* _Exercise brief_: Copy out all of the material below with "marker" changed to "point" wherever it appears, leaving every other character as it is and omitting the pictures.

* _Given data_:
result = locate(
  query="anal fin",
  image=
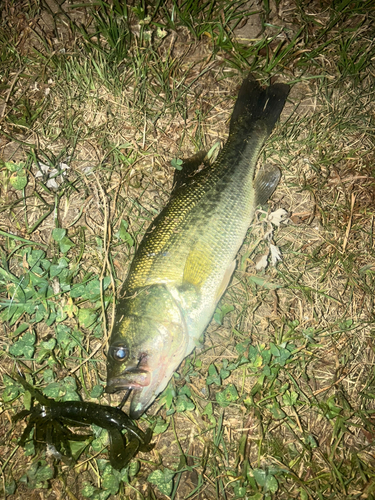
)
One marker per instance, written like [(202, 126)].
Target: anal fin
[(265, 183)]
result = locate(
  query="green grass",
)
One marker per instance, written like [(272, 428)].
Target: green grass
[(278, 400)]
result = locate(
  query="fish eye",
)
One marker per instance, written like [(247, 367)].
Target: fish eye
[(119, 353)]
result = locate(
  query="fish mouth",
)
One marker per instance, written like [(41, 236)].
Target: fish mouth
[(133, 378)]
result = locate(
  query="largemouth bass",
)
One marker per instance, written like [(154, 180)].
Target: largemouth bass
[(188, 255)]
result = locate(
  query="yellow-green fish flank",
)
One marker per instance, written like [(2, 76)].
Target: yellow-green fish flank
[(188, 255)]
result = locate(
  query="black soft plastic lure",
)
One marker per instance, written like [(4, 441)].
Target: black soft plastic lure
[(51, 418)]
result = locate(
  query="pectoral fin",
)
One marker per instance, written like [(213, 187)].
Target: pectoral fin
[(198, 267), (225, 282)]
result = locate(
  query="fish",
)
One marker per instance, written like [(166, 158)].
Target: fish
[(187, 256)]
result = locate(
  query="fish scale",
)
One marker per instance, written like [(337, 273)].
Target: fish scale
[(187, 256)]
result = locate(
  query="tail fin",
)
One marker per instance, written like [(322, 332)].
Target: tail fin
[(256, 103)]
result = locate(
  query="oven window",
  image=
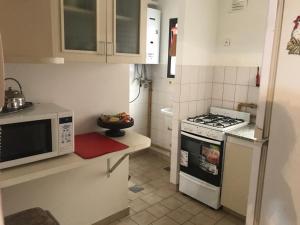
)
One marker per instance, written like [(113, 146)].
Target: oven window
[(25, 139)]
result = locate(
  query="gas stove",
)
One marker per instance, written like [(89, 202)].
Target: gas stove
[(216, 123)]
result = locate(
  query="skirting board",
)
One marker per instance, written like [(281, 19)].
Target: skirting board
[(114, 217)]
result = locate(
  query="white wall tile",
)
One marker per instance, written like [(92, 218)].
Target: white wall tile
[(208, 90), (209, 74), (253, 95), (252, 76), (217, 92), (241, 93), (243, 75), (219, 73), (216, 103), (201, 74), (185, 92), (201, 107), (192, 108), (229, 92), (201, 91), (230, 75), (184, 110)]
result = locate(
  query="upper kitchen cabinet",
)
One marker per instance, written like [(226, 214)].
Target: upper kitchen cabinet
[(54, 31), (126, 31)]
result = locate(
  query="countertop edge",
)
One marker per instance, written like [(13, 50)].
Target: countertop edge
[(17, 175)]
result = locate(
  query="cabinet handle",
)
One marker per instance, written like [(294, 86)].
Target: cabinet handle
[(109, 48), (102, 48)]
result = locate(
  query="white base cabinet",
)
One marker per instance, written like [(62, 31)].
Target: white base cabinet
[(236, 175)]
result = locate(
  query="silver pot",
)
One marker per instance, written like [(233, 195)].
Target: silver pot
[(14, 99)]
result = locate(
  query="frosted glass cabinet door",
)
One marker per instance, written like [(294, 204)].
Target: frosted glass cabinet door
[(79, 25), (127, 30)]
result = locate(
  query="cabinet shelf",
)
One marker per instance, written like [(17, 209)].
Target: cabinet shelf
[(78, 10)]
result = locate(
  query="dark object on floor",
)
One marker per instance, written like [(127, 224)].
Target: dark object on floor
[(114, 128), (34, 216), (136, 189), (167, 168)]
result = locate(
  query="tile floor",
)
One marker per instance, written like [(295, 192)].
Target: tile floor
[(160, 204)]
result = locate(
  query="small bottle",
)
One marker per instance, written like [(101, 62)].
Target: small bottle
[(257, 78)]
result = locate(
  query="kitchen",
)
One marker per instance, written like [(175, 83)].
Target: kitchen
[(216, 65)]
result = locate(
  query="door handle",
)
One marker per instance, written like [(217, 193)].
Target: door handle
[(102, 48)]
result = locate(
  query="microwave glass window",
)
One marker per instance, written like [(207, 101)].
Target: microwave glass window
[(25, 139)]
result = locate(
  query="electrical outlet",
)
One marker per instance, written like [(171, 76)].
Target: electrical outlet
[(227, 42)]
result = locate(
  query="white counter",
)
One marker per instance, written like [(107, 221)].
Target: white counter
[(76, 191)]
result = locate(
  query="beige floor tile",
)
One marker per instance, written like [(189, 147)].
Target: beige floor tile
[(158, 183), (126, 221), (193, 207), (180, 215), (158, 210), (215, 214), (171, 203), (147, 188), (188, 223), (202, 219), (165, 221), (138, 205), (132, 196), (143, 218), (151, 198), (230, 220), (183, 198)]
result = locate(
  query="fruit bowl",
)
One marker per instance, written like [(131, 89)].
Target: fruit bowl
[(115, 126)]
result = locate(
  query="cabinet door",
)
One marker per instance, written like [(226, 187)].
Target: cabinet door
[(126, 31), (236, 177), (83, 29)]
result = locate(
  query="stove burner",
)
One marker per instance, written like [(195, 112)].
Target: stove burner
[(215, 120)]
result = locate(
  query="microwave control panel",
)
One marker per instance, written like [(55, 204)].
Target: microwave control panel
[(66, 135)]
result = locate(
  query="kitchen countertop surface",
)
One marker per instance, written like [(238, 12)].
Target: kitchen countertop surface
[(39, 169), (246, 132)]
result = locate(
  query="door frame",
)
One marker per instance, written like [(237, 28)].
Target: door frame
[(269, 70)]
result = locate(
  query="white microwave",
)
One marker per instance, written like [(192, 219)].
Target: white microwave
[(41, 132)]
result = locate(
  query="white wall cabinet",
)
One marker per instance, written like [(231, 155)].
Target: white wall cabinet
[(106, 31), (236, 175)]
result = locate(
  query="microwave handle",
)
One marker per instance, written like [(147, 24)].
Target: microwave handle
[(200, 138)]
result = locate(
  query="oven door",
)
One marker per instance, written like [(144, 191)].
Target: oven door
[(28, 141), (202, 158)]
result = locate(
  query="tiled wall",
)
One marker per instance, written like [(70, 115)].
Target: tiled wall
[(161, 98), (233, 85)]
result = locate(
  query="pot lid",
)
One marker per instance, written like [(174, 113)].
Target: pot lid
[(11, 93)]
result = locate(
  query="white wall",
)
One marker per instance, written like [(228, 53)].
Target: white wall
[(245, 29), (198, 32), (89, 89), (281, 194)]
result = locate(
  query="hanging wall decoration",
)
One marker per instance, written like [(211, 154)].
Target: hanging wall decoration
[(294, 44)]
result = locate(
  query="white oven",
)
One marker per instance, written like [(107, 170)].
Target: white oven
[(41, 132)]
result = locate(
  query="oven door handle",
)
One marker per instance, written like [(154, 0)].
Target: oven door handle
[(201, 138)]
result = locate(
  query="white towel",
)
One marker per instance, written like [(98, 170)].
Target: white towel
[(2, 91)]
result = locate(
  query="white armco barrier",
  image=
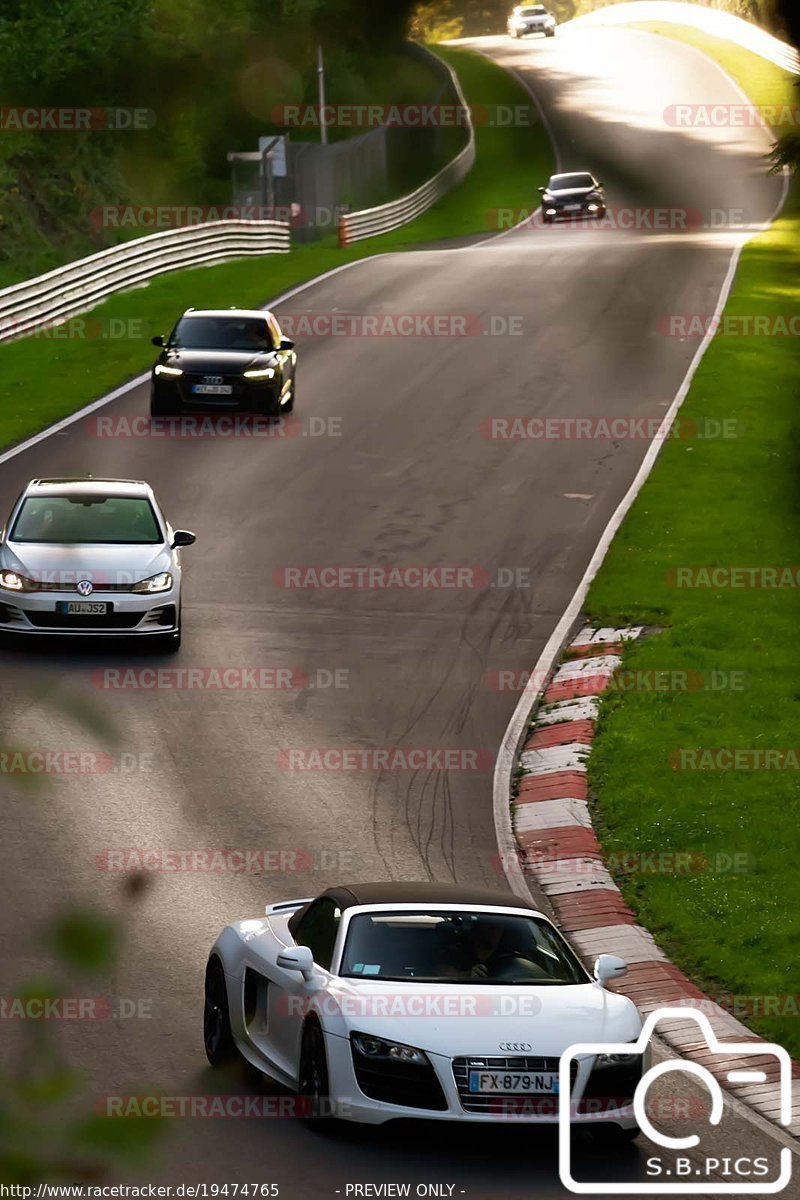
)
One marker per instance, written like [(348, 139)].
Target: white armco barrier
[(79, 286), (370, 222)]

* _Problem solution_:
result = locate(
  query="anal fin",
  image=
)
One point per instance, written like [(202, 126)].
Target: anal fin
[(265, 183)]
result = locate(
  query="green grass",
)
One point per instance, written like [(272, 428)].
Target: green grass
[(278, 400)]
result = locate(
  query="fish eye",
)
One point per instance, written like [(247, 367)].
Target: fish eye
[(119, 353)]
result = locate(
  query="fish mouth",
)
One point per instance, written like [(41, 236)].
Target: fish mouth
[(133, 378)]
result = locate(
  query="largemouth bass",
)
One point per instance, written like [(154, 180)].
Target: largemouth bass
[(188, 255)]
result = locate(
  query="yellow-green fish flank",
)
One point per instance, written like [(2, 76)].
Target: yellow-green fish flank
[(188, 255)]
result = locate(
  query="black soft plastic lure",
)
One point per instance, written like [(4, 441)].
Target: black soft plastic lure
[(51, 418)]
result = locate(
  query="pectoral fin",
)
One point per instance, written like [(213, 187)].
Target: pectoral fin
[(198, 267), (225, 282)]
result = locate(
  query="fish",
)
One point per instance, written like [(166, 158)].
Target: fish
[(187, 256)]
result = locate(
  query="fish scale",
)
One point per instance, written like [(337, 273)].
Target: fish scale
[(187, 256)]
result = locate(
  query="tail fin",
)
One point per instance, written like [(322, 332)].
Target: tail fin
[(256, 103)]
result = locate(
  query="oven window",
  image=
)
One point per instance, written like [(113, 146)].
Target: oven window
[(25, 139)]
result = locate(
  query="gas stove",
)
One point per instance, written like [(89, 202)].
Target: gas stove
[(216, 123)]
result = locate(
  query="skirting board",
)
One point per instance, written like [(281, 19)].
Target: skirting board
[(114, 217)]
result = locate(
  query="white wall tile",
)
One point per instance, written like [(92, 218)].
Target: white wall tile
[(208, 90), (209, 74), (253, 95), (252, 76), (217, 92), (241, 93), (243, 75), (219, 73), (216, 103), (201, 74), (185, 92), (201, 107), (192, 108), (229, 92), (201, 91), (230, 75), (184, 110)]
result = locate(
  query="upper kitchen cabinet",
)
One point per instance, written like [(226, 214)].
Target: upper kitchen cabinet
[(54, 31), (126, 31)]
result = locate(
  query="countertop edge",
)
One point per instance, written like [(13, 50)].
Target: countertop edge
[(17, 175)]
result = locate(
  query="cabinet handle",
)
One point per instance, written like [(294, 86)].
Target: cabinet handle
[(109, 48), (102, 48)]
result = locate(
  query="white base cabinet",
)
One point per instance, written like [(62, 31)].
Target: white base cabinet
[(236, 175)]
result = locate(
  query="silver pot",
)
One point per instance, written like [(233, 195)].
Target: silver pot
[(14, 99)]
result = locate(
  query="frosted glass cabinet door",
)
One point per instance, written like [(294, 204)].
Target: frosted glass cabinet door
[(79, 25), (127, 30)]
result = locate(
  query="cabinet shelf",
)
One point per instance, written like [(17, 209)].
Target: cabinet shelf
[(78, 10)]
result = locate(
  query="dark object on floor",
)
One point per instance, written like [(127, 224)].
Target: dark object on floor
[(114, 128), (34, 216), (136, 189), (167, 168)]
result = locate(
  query="tile floor",
)
One point per instance, written like [(295, 192)].
Target: tile floor
[(160, 204)]
result = locate(
  query="small bottle",
)
One point per instance, written like [(101, 62)].
Target: small bottle
[(257, 78)]
result = locate(
  query="kitchen",
)
One point per instance, written like [(175, 83)].
Target: kitchen
[(216, 65)]
result = locate(
  query="door handle",
)
One point per instance, written like [(217, 193)].
Target: door handle
[(102, 48)]
result = locate(
  query="microwave glass window",
)
One point per instance, written like [(207, 101)].
Target: microwave glass window
[(25, 139)]
result = locate(
  query="electrical outlet",
)
One point per instance, written like [(171, 76)].
Target: electrical outlet
[(227, 42)]
result = locate(
  query="white counter",
)
One point per instance, written like [(107, 221)].
Target: white counter
[(76, 191)]
result = locate(
  query="beige floor tile",
)
One point per instance, written like [(189, 147)].
Target: beige floor tile
[(158, 183), (126, 221), (193, 207), (180, 215), (158, 210), (215, 214), (171, 203), (147, 188), (188, 223), (202, 219), (165, 221), (138, 205), (132, 196), (143, 218), (151, 198), (230, 220), (183, 198)]
result = locate(
  query="fruit bowl",
)
One point per instance, written like [(131, 89)].
Target: fruit bowl
[(115, 126)]
result = locate(
  query="cabinet door",
)
One point per instance, written like [(226, 187)].
Target: cabinet door
[(126, 31), (236, 177), (83, 29)]
result = locate(
  query="stove burner",
)
One point per instance, written like [(195, 112)].
Target: stove burner
[(215, 120)]
result = locate(
  query="microwave control panel",
)
One point per instance, written like [(55, 204)].
Target: microwave control panel
[(66, 135)]
result = locate(
  query="kitchen countertop surface",
)
One point per instance, written like [(238, 12)].
Target: kitchen countertop surface
[(39, 169), (246, 132)]
result = locate(
  query="door frame",
)
One point per instance, written like [(237, 28)].
Target: door frame
[(269, 70)]
result = locate(
  query="white microwave",
)
One point per instance, written like [(192, 219)].
Target: white microwave
[(41, 132)]
result = locate(
  query="white wall cabinet",
)
One point per instance, written like [(231, 155)].
Target: white wall cabinet
[(106, 31), (236, 175)]
result = locate(
  query="microwave handle",
)
One point per instance, written like [(147, 24)].
Target: microwave handle
[(200, 138)]
result = locate(
  query="oven door",
)
One point per instance, written like [(144, 191)].
Target: oven door
[(28, 141), (202, 158)]
result = locate(
  query="tiled wall",
)
One point per instance, written like [(70, 115)].
Target: tiled wall
[(161, 98), (233, 85)]
result = locate(
  query="pot lid",
)
One point per instance, written like [(174, 113)].
Target: pot lid
[(11, 93)]
result = locate(
  query="white wall",
)
One point per instance, written like [(228, 53)].
Target: white wall
[(245, 29), (198, 32), (89, 89), (281, 194)]
result = locate(
  query="hanging wall decoration",
)
One point per instance, written like [(211, 154)].
Target: hanging wall decoration
[(294, 44)]
result = locate(
  query="white oven",
)
One point per instance, written like [(107, 170)].
Target: white oven
[(41, 132)]
result = locate(
  query="oven door handle",
)
One point per instance, written like [(154, 0)].
Target: oven door handle
[(201, 138)]
result = locate(
  query="white towel",
)
One point per instance, written like [(98, 170)].
Target: white towel
[(2, 91)]
result = locate(
  query="white armco barrier",
  image=
)
One point per instance, written like [(348, 139)].
Target: white armco barrier
[(79, 286), (370, 222)]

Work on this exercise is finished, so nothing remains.